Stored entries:
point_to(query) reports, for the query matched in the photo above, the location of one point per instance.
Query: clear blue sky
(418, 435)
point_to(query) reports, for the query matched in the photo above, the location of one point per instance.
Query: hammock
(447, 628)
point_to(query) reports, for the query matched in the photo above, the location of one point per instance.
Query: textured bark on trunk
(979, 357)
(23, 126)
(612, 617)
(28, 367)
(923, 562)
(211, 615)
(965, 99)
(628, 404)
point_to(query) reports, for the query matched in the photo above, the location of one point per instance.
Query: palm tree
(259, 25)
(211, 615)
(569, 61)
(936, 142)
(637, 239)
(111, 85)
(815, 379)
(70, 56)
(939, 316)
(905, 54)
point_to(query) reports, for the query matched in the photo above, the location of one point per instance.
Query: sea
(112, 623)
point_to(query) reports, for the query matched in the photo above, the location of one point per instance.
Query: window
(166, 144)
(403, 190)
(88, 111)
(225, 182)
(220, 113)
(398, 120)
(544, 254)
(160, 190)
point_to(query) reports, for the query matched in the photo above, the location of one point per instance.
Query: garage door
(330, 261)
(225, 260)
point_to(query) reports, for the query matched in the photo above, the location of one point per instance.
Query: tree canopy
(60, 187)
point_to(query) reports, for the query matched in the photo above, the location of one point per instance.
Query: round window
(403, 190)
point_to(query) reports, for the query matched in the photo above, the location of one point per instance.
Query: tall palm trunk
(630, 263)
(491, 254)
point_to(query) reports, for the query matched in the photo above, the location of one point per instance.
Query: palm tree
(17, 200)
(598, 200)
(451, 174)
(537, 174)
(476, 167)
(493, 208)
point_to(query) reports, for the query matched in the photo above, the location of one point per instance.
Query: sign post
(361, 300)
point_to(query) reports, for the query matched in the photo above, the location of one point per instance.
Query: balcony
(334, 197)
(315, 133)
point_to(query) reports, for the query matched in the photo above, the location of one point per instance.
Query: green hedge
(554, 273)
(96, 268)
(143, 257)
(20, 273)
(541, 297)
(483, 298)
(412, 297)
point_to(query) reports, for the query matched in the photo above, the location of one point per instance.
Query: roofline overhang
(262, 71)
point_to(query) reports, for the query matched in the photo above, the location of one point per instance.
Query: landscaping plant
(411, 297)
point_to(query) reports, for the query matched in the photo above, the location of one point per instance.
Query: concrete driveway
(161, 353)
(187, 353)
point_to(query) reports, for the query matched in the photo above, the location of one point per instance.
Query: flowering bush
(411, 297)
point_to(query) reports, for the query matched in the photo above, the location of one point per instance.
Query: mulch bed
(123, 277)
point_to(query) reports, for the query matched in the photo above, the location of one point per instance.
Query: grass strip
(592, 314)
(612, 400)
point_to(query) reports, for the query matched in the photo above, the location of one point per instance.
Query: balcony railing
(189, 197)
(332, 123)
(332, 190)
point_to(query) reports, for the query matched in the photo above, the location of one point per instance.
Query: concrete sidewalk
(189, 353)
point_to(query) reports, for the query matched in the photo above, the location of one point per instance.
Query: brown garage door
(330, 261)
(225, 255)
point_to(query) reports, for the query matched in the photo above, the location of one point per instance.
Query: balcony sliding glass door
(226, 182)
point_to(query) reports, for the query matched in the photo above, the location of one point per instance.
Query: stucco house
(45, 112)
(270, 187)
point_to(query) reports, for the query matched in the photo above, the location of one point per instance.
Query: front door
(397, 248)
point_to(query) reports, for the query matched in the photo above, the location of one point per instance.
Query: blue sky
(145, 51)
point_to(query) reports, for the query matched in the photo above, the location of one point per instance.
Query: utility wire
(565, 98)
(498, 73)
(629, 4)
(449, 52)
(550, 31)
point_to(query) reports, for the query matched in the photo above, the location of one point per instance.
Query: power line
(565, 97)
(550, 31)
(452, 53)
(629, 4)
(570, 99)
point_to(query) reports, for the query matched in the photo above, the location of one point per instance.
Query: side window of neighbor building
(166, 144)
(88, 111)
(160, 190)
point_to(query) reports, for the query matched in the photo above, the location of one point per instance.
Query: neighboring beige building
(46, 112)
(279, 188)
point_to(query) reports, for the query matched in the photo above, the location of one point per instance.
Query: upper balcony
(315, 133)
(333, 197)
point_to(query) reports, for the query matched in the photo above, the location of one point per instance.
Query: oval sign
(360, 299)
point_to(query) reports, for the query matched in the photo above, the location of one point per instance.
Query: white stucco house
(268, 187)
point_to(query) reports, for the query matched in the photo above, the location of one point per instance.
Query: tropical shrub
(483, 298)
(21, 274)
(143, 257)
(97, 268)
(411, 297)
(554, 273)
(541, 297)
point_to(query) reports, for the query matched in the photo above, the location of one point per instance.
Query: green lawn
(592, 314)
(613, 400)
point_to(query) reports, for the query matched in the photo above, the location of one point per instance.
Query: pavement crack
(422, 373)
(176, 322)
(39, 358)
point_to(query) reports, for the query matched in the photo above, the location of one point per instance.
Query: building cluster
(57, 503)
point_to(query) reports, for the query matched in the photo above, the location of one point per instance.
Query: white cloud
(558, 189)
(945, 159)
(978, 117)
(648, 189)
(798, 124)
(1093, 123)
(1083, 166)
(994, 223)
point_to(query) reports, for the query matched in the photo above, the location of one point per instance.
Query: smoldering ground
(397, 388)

**Activity**
All of the entries above need to be reproduced verbatim.

**Answer section**
point_to(query) reports, for the query matched in the photo above, the location of one point per instance.
Query: clear blue sky
(418, 435)
point_to(query) reports, for the query matched in the photo above, the location of one point per instance.
Query: hammock
(447, 628)
point_to(query) reports, for the query matched in the photo above, the location of one point per instance.
Query: textured bark on trunk
(979, 357)
(23, 126)
(612, 617)
(28, 367)
(923, 562)
(211, 615)
(965, 99)
(628, 404)
point_to(query) reports, for the query matched in the photo above, the location of one point per instance.
Query: palm tree
(259, 25)
(211, 615)
(569, 61)
(936, 142)
(637, 239)
(111, 85)
(815, 379)
(70, 56)
(939, 316)
(905, 54)
point_to(query) reports, for the query matched in the photo above, the location of one point per instance.
Query: sea
(112, 623)
point_to(query) reports, for the query matched in the photo above, the location of one point per instance.
Query: window
(166, 144)
(403, 190)
(88, 111)
(225, 182)
(220, 113)
(398, 120)
(544, 254)
(160, 190)
point_to(query) reports, for the query matched in the photo above, the location of one point per instance.
Query: garage door
(330, 261)
(225, 260)
point_to(query) reports, for the query matched in the photo above, the location of one point per instance.
Query: tree canopy
(60, 187)
point_to(query) reports, for the query matched in the photo above, the location of one point per instance.
Query: round window
(403, 190)
point_to(query) reports, for the query matched in the photo above, the location of one point per instance.
Query: tall palm trunk
(630, 263)
(491, 254)
point_to(query) reports, for the query matched in the photo above, the location of one point per instance.
Query: palm tree
(17, 200)
(598, 200)
(451, 174)
(537, 174)
(476, 167)
(493, 208)
point_to(query) reports, for the query matched in the photo above, the location of one point per instance.
Query: sign post
(361, 300)
point_to(query) reports, for the query matched in the photo above, the location of one point per instance.
Query: balcony
(334, 197)
(315, 133)
point_to(query) reports, for the query matched in the photo above, the location of one point per instance.
Query: green hedge
(554, 273)
(96, 268)
(143, 257)
(20, 273)
(541, 297)
(483, 298)
(412, 297)
point_to(query) reports, for the query matched in the photo above, the location of one point per instance.
Query: roofline overhang
(262, 71)
point_to(query) reports, for the query matched in the photo above, the location of one point per instance.
Query: landscaping plant
(411, 297)
point_to(query) reports, for the query matched in the photo above, the location of one point per instance.
Query: concrete driveway
(161, 353)
(187, 353)
point_to(query) reports, for the query matched in the photo above, the location of one point per instance.
Query: flowering bush
(411, 297)
point_to(query) reports, for the query matched in the photo above, the location of one point per instance.
Query: mulch bed
(123, 277)
point_to(query) reports, for the query matched in the photo above, the location of one point per instance.
Query: grass strip
(592, 314)
(612, 400)
point_to(query) reports, for the query matched in the photo above, the location of one point per instance.
Query: balcony railing
(189, 197)
(332, 123)
(332, 190)
point_to(query) reports, for the query matched in the photo above, the location of one point per instance.
Query: concrete sidewalk
(189, 353)
point_to(query) reports, for the query matched in the photo above, the location of one point per instance.
Query: brown garage door
(330, 261)
(225, 255)
point_to(query) reports, for the query matched in the photo above, the location of one point per instance.
Query: balcony sliding glass door
(226, 182)
point_to(query) reports, for the query matched in the photo above, the location of one point per instance.
Query: stucco house
(45, 112)
(270, 187)
point_to(query) reports, for the query matched in the photo above, the location of one point per instance.
Query: front door
(397, 248)
point_to(query) reports, for the query matched in the photo above, the location of one point per instance.
Query: blue sky
(145, 51)
point_to(query) reports, for the query matched in the photo above, the location of one point per instance.
Query: utility wire
(565, 98)
(498, 73)
(629, 4)
(449, 52)
(550, 31)
point_to(query) reports, for the query matched in the photo above, the location of one point per instance.
Query: power line
(565, 97)
(550, 31)
(452, 53)
(629, 4)
(570, 99)
point_to(query) reports, for the query matched in the photo above, the location of one point per instance.
Query: side window of neighbor building
(166, 144)
(88, 111)
(160, 190)
point_to(query) reports, for the query matched in the photo above, the location of one point per instance.
Query: neighboring beige building
(46, 112)
(279, 188)
point_to(query) reports, for the query matched in the photo above, the location of one point per instance.
Query: upper balcony
(315, 133)
(333, 197)
point_to(query) reports, for the query matched in the photo above, the location of one point per instance.
Query: oval sign
(360, 299)
point_to(query) reports, for the query matched in the photo above, the location of one point per instance.
Query: white stucco house
(268, 187)
point_to(query) reports, for the query matched in the photo above, the location of one point per instance.
Query: tropical shrub
(483, 298)
(21, 274)
(143, 257)
(97, 268)
(411, 297)
(554, 273)
(541, 297)
point_to(query) reports, for the query matched in the photo above, the location of one point per instance.
Query: green lawn
(592, 314)
(613, 400)
point_to(query) reports, for the query matched in the photo above, the location of one point per instance.
Query: pavement crack
(422, 373)
(176, 322)
(39, 358)
point_to(query) reports, for the query matched in the photo above, the location of one point per instance.
Query: building cluster
(57, 503)
point_to(query) reports, for the query matched in the photo above, the location of one point per instance.
Query: white cloud
(558, 189)
(945, 159)
(978, 117)
(648, 189)
(798, 124)
(1093, 123)
(1083, 166)
(994, 223)
point_to(query) reports, for the query matched in the photo above, the location of one point per instance.
Query: smoldering ground
(397, 388)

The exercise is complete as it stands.